▶ Given entries:
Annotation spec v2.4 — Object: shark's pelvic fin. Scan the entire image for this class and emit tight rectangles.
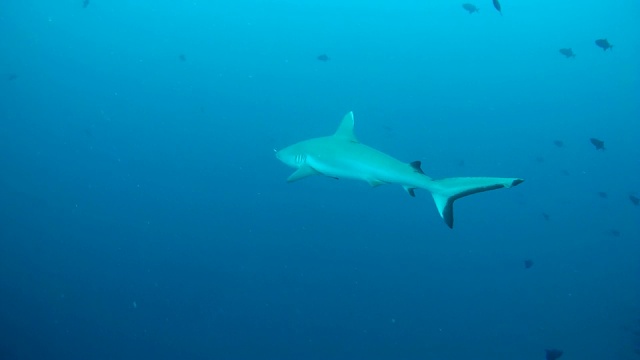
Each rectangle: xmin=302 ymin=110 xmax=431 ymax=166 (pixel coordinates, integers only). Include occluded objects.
xmin=287 ymin=165 xmax=322 ymax=182
xmin=431 ymin=177 xmax=524 ymax=228
xmin=333 ymin=111 xmax=358 ymax=142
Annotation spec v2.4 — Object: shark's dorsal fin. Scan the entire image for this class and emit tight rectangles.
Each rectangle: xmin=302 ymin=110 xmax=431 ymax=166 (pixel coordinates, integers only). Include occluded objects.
xmin=333 ymin=111 xmax=358 ymax=142
xmin=409 ymin=161 xmax=424 ymax=174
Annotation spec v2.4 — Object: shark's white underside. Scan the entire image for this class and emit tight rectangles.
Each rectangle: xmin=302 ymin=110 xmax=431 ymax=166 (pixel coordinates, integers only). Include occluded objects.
xmin=276 ymin=112 xmax=523 ymax=227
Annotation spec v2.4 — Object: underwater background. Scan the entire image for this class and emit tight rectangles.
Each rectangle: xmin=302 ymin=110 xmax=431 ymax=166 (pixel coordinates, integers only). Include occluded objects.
xmin=0 ymin=0 xmax=640 ymax=360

▶ Problem description: Copy the lines above word for word, leaving out the pictures.

▶ Result below:
Annotation spec v2.4 — Object: shark's pelvic fin. Scan the entire image for this class and emit tight rectangles.
Each rectangle: xmin=302 ymin=110 xmax=431 ymax=166 (pixel coordinates, integers only). Include occluded objects.
xmin=287 ymin=165 xmax=322 ymax=182
xmin=431 ymin=177 xmax=524 ymax=228
xmin=333 ymin=111 xmax=358 ymax=142
Annotation spec v2.4 — Object: shark's dorsal fin. Scan the entire image for this class and emit tight rectangles.
Each rectangle: xmin=302 ymin=110 xmax=431 ymax=166 (pixel coordinates, integers only). Include occluded objects.
xmin=333 ymin=111 xmax=358 ymax=142
xmin=409 ymin=161 xmax=424 ymax=174
Annotation spec v2.4 — Object: shark's white underside. Scan the entire image for this class and emit tight rectangles.
Each rectangle: xmin=302 ymin=110 xmax=431 ymax=166 (pixel coordinates, integers only). Include occluded objects.
xmin=276 ymin=112 xmax=523 ymax=227
Annotation spec v2.4 — Object: underwater background. Scan the entire image for this class and emit tight rectangles.
Each rectangle: xmin=302 ymin=110 xmax=431 ymax=166 (pixel coordinates, integers only). Include occluded objects.
xmin=0 ymin=0 xmax=640 ymax=360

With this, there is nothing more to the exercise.